Lines of data
>>>
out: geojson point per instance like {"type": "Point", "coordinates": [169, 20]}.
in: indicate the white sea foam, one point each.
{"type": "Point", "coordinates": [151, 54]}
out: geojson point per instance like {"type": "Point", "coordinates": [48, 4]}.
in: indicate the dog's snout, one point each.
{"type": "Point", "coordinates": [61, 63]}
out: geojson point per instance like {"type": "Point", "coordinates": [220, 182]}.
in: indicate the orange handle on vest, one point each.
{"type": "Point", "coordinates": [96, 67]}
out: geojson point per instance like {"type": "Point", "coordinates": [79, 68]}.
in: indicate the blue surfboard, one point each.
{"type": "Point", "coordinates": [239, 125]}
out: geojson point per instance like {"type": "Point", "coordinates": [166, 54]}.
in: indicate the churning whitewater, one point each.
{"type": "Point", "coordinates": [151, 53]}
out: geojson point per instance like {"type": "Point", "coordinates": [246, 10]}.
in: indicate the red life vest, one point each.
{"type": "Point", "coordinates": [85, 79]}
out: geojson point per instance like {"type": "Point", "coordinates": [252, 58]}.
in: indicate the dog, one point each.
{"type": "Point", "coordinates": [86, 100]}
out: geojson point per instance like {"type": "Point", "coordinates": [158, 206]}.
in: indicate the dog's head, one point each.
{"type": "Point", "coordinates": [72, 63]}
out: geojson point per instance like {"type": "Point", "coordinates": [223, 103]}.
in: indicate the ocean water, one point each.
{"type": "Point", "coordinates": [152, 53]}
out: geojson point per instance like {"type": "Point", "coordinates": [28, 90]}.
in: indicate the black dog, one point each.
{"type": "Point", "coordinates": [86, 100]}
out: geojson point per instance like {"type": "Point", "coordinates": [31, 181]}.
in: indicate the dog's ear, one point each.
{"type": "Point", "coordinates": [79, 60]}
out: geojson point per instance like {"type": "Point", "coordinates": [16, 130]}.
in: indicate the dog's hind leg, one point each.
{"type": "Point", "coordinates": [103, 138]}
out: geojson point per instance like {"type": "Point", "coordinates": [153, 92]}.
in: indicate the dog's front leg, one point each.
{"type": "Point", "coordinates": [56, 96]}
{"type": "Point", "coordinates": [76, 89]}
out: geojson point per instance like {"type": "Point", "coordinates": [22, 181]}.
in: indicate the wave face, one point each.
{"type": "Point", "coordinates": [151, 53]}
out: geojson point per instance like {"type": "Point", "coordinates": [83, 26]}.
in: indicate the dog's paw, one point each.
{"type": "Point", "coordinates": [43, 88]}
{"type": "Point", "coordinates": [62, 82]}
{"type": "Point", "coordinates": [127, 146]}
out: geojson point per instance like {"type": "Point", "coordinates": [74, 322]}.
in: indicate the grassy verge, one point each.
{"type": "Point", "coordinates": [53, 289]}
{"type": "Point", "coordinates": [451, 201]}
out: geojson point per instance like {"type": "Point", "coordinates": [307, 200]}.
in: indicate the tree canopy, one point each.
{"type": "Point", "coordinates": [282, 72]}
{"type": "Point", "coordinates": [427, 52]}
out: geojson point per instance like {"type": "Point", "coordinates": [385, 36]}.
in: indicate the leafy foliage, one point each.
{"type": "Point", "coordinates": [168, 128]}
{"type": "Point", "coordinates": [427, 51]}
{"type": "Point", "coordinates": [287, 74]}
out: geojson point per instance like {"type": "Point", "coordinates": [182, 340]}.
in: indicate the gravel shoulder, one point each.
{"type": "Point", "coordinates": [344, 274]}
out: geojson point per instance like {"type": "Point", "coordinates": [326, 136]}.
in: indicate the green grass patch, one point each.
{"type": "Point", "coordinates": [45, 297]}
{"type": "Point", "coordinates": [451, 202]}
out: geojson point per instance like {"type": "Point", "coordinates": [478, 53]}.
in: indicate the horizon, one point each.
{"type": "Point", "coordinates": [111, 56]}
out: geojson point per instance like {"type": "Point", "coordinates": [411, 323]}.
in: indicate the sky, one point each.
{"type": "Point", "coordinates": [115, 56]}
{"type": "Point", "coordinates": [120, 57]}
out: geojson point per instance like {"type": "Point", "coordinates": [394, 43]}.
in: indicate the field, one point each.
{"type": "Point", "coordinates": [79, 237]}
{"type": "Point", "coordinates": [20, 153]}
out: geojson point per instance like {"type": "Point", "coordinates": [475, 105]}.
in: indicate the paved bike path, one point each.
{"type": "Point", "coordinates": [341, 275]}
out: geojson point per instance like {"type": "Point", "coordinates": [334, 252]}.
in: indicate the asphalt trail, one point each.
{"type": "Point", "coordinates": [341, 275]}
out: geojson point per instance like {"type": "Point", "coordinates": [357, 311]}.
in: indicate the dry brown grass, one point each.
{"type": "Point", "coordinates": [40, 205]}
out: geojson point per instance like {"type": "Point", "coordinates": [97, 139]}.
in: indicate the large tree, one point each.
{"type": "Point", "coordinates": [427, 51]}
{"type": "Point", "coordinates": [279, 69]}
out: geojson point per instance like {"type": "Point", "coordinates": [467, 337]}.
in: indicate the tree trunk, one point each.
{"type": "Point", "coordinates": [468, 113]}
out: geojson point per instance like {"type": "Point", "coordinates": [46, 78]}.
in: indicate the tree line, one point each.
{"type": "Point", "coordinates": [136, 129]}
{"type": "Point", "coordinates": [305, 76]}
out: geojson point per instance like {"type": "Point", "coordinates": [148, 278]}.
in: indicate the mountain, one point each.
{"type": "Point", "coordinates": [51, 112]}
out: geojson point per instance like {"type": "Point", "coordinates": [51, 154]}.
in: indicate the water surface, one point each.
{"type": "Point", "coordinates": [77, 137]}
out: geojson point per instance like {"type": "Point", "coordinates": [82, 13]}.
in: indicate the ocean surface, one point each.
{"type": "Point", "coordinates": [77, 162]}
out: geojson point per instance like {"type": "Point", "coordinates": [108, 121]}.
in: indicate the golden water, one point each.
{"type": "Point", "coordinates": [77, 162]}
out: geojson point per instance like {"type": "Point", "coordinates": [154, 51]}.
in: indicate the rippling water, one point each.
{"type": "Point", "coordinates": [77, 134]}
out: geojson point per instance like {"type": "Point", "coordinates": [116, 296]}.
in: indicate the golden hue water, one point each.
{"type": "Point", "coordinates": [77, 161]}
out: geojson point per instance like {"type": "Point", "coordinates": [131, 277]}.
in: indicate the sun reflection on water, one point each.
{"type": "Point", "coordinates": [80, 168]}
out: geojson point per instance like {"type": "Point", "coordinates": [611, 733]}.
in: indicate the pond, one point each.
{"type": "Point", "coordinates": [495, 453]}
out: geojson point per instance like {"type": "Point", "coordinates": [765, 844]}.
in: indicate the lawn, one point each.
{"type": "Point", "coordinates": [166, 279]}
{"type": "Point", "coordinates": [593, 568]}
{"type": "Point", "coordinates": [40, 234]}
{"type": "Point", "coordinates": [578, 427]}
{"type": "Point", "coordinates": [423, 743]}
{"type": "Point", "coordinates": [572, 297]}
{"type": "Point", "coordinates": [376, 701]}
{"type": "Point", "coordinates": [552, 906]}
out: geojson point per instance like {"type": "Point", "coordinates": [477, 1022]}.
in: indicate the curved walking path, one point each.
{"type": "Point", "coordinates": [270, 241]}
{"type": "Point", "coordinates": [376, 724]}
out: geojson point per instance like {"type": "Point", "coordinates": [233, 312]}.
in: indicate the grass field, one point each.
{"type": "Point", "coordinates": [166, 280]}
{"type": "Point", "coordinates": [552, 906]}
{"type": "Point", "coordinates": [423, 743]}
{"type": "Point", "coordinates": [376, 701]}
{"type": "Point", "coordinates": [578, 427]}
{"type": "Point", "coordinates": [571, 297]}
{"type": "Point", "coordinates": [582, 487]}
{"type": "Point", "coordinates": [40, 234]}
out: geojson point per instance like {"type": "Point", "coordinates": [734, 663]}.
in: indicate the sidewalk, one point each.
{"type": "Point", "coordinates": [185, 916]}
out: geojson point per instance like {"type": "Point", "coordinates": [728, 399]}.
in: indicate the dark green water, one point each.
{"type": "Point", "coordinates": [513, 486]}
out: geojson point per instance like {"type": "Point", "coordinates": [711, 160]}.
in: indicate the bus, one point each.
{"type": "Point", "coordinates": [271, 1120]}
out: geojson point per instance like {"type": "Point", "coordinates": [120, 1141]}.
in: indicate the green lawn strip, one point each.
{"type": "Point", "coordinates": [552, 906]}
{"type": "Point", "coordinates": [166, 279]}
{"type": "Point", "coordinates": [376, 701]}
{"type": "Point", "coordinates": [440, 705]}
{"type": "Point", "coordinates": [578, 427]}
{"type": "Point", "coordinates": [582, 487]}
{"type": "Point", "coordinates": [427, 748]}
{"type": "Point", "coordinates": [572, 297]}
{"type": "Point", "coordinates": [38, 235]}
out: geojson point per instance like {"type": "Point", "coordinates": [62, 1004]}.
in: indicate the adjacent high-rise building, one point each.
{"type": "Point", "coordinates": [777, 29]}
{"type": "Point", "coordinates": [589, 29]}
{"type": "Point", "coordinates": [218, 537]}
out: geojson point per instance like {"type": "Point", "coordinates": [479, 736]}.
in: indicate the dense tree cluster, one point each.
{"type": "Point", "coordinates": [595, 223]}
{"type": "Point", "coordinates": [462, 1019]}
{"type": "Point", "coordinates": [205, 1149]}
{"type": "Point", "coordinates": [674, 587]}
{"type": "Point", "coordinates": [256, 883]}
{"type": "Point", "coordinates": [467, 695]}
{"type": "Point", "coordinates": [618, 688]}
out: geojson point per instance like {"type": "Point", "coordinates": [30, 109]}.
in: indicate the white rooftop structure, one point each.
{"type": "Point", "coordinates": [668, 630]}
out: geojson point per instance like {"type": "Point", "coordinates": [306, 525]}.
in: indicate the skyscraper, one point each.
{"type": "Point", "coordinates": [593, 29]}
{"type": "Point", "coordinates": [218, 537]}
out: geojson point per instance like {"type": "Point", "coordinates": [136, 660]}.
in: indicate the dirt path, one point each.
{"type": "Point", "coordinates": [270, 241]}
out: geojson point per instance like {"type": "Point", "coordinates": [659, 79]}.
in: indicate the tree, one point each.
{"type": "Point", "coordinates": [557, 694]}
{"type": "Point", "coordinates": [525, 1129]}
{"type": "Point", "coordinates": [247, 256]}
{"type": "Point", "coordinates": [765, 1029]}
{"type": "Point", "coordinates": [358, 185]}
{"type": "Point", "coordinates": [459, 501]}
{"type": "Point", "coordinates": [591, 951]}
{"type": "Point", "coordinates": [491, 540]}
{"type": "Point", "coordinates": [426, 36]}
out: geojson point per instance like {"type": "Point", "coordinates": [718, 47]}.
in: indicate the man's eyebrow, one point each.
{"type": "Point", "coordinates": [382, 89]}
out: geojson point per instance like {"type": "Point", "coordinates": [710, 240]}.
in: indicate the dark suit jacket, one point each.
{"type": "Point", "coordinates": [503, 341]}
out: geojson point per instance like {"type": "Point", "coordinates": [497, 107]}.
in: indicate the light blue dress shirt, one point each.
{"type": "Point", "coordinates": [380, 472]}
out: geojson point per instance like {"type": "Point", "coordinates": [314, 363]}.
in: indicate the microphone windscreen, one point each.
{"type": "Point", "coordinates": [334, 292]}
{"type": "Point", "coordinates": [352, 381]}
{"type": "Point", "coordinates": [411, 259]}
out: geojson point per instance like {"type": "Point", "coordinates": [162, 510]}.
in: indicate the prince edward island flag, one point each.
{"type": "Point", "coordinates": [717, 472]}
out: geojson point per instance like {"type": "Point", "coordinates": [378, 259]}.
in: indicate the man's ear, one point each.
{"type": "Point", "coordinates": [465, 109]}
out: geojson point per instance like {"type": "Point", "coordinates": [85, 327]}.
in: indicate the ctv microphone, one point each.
<<<
__Exercise goal__
Gather every line above that contains the string "vest", matching case exactly, and copy each one out in full.

__Answer to the problem__
in: indicate the orange handle on vest, one point each.
in: indicate the red life vest, one point each.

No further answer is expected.